(Object location annotation data)
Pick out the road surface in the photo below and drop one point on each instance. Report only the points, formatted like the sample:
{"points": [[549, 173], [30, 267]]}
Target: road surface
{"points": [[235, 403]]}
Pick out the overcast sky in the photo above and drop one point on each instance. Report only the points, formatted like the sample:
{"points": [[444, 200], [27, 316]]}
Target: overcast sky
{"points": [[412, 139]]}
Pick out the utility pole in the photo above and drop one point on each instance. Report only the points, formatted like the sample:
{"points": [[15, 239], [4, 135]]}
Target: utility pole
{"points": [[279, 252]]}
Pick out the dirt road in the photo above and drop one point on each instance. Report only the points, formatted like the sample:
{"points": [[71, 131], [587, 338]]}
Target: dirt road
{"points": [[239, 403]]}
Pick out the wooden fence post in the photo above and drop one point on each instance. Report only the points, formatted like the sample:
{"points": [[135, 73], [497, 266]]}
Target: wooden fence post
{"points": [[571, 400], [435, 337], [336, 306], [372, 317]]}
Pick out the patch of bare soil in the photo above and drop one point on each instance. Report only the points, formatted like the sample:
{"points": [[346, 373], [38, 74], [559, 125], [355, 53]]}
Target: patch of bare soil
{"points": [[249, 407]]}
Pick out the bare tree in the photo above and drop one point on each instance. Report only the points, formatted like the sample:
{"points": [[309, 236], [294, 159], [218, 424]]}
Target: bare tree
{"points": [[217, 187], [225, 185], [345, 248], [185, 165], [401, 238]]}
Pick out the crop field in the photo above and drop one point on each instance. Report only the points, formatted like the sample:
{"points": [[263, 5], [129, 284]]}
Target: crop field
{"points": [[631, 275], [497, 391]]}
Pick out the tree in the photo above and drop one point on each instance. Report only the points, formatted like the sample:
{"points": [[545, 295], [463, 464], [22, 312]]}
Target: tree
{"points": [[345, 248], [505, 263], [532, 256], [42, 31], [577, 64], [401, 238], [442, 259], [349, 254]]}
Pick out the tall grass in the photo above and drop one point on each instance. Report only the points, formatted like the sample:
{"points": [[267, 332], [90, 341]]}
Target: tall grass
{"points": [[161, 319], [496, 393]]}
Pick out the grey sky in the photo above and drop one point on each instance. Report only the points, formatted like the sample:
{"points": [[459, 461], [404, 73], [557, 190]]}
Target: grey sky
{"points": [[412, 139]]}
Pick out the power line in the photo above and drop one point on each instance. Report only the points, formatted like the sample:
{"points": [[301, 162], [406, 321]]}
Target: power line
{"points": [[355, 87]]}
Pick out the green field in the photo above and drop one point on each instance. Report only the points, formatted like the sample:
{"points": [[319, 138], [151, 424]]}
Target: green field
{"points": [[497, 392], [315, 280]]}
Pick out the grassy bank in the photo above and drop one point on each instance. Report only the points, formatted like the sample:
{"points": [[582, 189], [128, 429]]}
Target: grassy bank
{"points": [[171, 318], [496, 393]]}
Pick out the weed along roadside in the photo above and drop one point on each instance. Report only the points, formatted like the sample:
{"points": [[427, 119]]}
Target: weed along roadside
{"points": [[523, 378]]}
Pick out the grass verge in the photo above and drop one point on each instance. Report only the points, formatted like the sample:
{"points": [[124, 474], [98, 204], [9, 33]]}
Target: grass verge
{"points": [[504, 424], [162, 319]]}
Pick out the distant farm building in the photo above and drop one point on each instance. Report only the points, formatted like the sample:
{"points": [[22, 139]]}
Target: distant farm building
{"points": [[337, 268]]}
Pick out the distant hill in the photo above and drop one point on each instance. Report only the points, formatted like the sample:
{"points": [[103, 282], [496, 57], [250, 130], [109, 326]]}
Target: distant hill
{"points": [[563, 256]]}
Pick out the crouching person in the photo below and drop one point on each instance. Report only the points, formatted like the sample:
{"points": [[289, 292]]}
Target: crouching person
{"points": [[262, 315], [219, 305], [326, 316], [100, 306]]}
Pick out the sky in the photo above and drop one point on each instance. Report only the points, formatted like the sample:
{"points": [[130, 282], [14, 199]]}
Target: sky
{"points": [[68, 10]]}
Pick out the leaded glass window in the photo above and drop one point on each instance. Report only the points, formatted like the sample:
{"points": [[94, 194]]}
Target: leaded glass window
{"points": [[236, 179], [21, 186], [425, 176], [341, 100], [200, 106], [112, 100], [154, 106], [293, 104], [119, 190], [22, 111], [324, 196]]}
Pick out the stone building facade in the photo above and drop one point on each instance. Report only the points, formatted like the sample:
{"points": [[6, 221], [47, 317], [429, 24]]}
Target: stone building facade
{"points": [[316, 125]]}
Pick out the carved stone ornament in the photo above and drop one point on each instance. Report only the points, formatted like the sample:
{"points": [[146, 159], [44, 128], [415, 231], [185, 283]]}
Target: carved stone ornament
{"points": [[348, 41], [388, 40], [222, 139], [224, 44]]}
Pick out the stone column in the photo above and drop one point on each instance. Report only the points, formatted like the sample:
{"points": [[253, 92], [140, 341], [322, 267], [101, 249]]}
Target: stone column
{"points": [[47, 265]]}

TASK OBJECTIVE:
Repeat word for word the lines running from the line containing "Pick out the leaded" to the end of the entries above, inclusive.

REPLY:
Pick out the leaded glass window in the photo above and drop one point on each instance. Report only the points, formatted like the sample:
{"points": [[94, 194]]}
Target: leaded glass window
{"points": [[236, 179], [21, 186], [425, 176], [341, 100], [200, 106], [112, 100], [154, 106], [293, 104], [119, 190], [22, 111], [324, 196]]}
Pick out the stone building facade in the photo above and drop one point on each instance. Report only the points, formatted like the sample:
{"points": [[6, 221], [47, 317], [429, 24]]}
Target: stone building facade
{"points": [[316, 125]]}
Pick out the carved stone ornament in the photo above and drop one point on each instance. Report only the points, formatted like the sample:
{"points": [[146, 159], [44, 128], [415, 231], [185, 283]]}
Target: carved stone ornament
{"points": [[348, 41], [388, 40], [222, 139], [224, 44]]}
Pick out the stone column in the photo above and drop one point on each instance. Report only the points, formatted like the sample:
{"points": [[253, 92], [140, 341], [322, 267], [101, 249]]}
Target: stone column
{"points": [[47, 265]]}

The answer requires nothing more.